- **YOUR TASK**: Reproduce every line of the items below word for word.

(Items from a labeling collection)
▶

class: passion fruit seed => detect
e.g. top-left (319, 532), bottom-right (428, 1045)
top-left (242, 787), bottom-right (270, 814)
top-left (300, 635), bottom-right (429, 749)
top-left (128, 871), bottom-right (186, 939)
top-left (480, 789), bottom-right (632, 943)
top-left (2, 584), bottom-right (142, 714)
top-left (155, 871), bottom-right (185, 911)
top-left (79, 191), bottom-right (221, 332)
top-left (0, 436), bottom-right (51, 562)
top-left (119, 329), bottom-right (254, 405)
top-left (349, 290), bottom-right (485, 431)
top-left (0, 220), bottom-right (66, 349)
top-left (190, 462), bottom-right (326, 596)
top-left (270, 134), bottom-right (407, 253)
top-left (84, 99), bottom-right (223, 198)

◀

- **FINAL RESULT**:
class: passion fruit seed => detect
e.g. top-left (319, 532), bottom-right (428, 1045)
top-left (242, 787), bottom-right (270, 814)
top-left (300, 635), bottom-right (429, 749)
top-left (128, 871), bottom-right (186, 939)
top-left (480, 789), bottom-right (632, 943)
top-left (2, 584), bottom-right (142, 714)
top-left (155, 871), bottom-right (185, 911)
top-left (79, 191), bottom-right (221, 332)
top-left (0, 436), bottom-right (51, 562)
top-left (119, 329), bottom-right (254, 405)
top-left (349, 290), bottom-right (485, 431)
top-left (0, 220), bottom-right (66, 349)
top-left (190, 462), bottom-right (326, 596)
top-left (270, 134), bottom-right (407, 253)
top-left (84, 99), bottom-right (223, 198)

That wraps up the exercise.